> **Given request**
Please swap every "lane-usage study" in the records below for "wildlife survey", keep everything else unchanged, and leave the pictures out of your answer.

> **Data records**
:::::

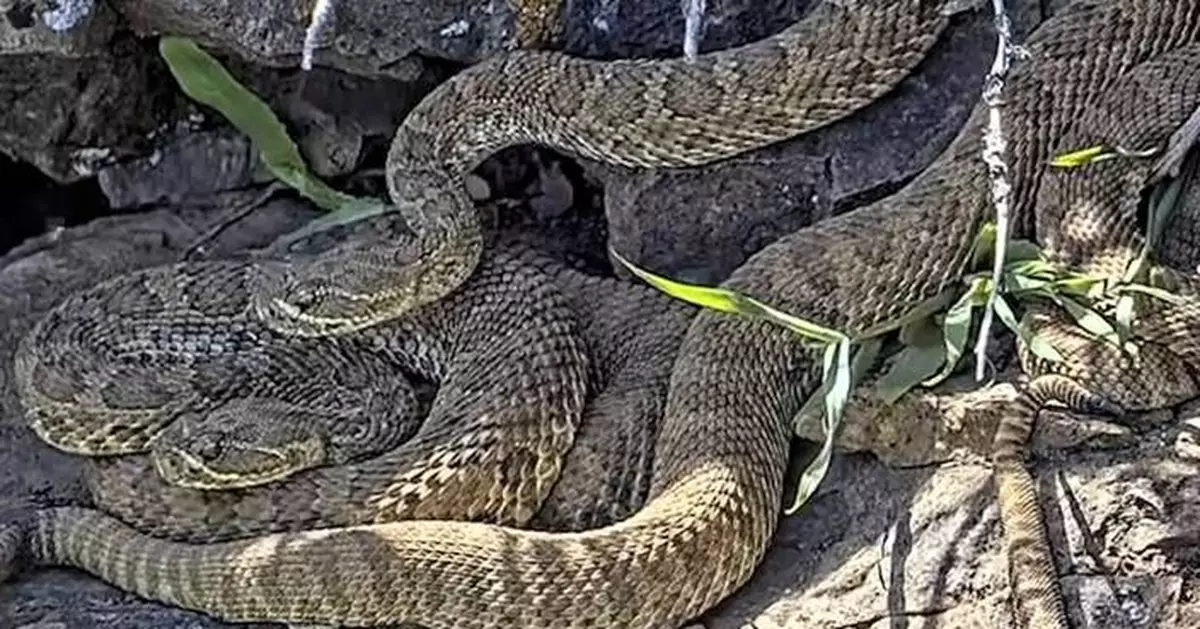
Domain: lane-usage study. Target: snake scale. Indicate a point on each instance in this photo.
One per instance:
(721, 449)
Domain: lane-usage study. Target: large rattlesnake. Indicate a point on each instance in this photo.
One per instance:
(723, 445)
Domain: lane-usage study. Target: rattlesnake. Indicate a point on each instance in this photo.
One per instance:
(721, 450)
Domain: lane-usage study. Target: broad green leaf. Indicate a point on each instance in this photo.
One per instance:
(1038, 345)
(1025, 283)
(955, 329)
(837, 366)
(1038, 269)
(1079, 285)
(865, 354)
(1081, 156)
(205, 81)
(922, 357)
(726, 300)
(351, 213)
(719, 299)
(802, 327)
(984, 244)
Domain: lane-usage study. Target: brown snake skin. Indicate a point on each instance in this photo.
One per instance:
(1089, 222)
(723, 447)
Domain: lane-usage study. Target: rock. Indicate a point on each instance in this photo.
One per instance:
(33, 279)
(697, 225)
(367, 39)
(195, 165)
(75, 100)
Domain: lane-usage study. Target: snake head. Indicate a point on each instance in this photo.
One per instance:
(233, 447)
(361, 283)
(257, 441)
(343, 291)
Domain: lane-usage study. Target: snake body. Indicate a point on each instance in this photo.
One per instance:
(720, 453)
(1089, 222)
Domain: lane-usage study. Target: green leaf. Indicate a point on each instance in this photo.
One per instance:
(719, 299)
(1038, 345)
(351, 213)
(725, 300)
(837, 364)
(1083, 156)
(923, 354)
(955, 329)
(205, 81)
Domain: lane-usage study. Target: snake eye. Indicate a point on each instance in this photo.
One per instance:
(304, 299)
(208, 447)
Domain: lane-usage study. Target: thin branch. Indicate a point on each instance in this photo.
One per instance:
(997, 171)
(694, 19)
(318, 24)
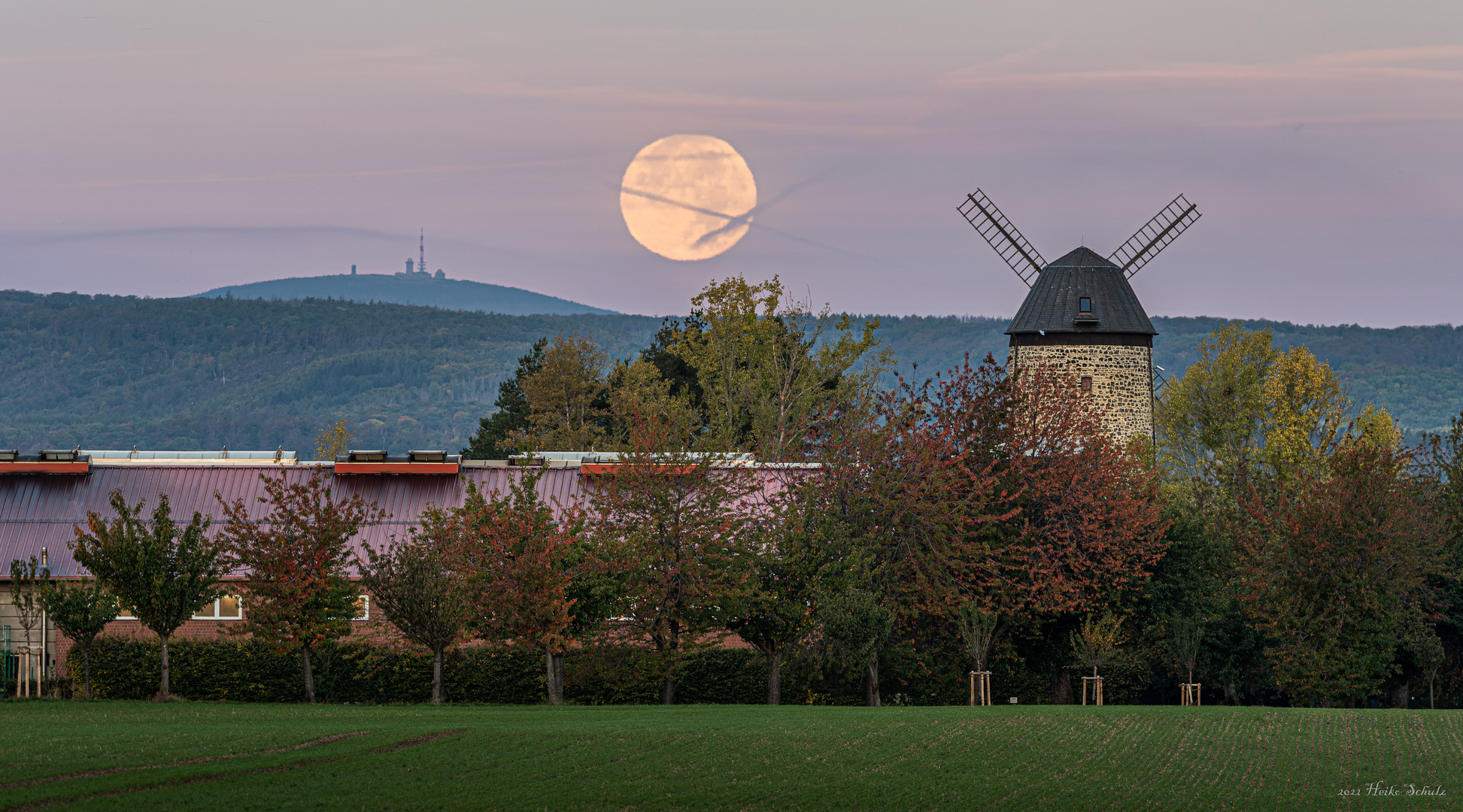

:::::

> **Problem solution**
Domain: wildlife survey. Target: snake scale. Indicate a point on each instance in this photo.
One per instance:
(721, 449)
Domain: wildlife survey. Target: large rattlesnake. Indicate a point on each instance in this photo.
One per instance:
(723, 445)
Domain: wildlife survey. Target: rattlesnake. Indicate a point on each instance in this photo.
One per instance:
(721, 450)
Domain: wildlife survey. Target: broad green leaf. Indicate a point on each instance in this photo.
One per instance:
(1038, 345)
(1025, 283)
(955, 329)
(837, 366)
(1038, 269)
(1079, 285)
(865, 354)
(1081, 156)
(205, 81)
(922, 357)
(726, 300)
(351, 213)
(719, 299)
(802, 327)
(984, 244)
Domain: wildlife survey. Target: brown snake skin. Indicate a point on each instance in this photo.
One per instance:
(1089, 222)
(723, 447)
Domain: wildlife survey. Target: rock. Indicate a point on each instance in this photo.
One per instance:
(33, 279)
(697, 225)
(367, 39)
(195, 165)
(75, 100)
Domain: wildlife survey. Target: snake head. Indicate a point on each instance in this photo.
One per instance:
(233, 447)
(361, 283)
(257, 441)
(343, 291)
Domain: wildlife survey. Target: snake body. Indicate a point on each instance in this photo.
One per instance:
(720, 453)
(1089, 222)
Domain: wildlife survey. Target: green leaf. Indicate a point on each instance in this photo.
One per instance:
(719, 299)
(1038, 345)
(351, 213)
(725, 300)
(837, 364)
(1083, 156)
(923, 354)
(955, 329)
(205, 81)
Domain: wildlife survey. Target: snake eye. Indicate a point on each instance in this photo.
One per instance:
(304, 299)
(208, 447)
Domain: wildlife survey. Target: thin branch. Indicate a point on each instance in this photo.
One per instance:
(997, 171)
(694, 19)
(318, 24)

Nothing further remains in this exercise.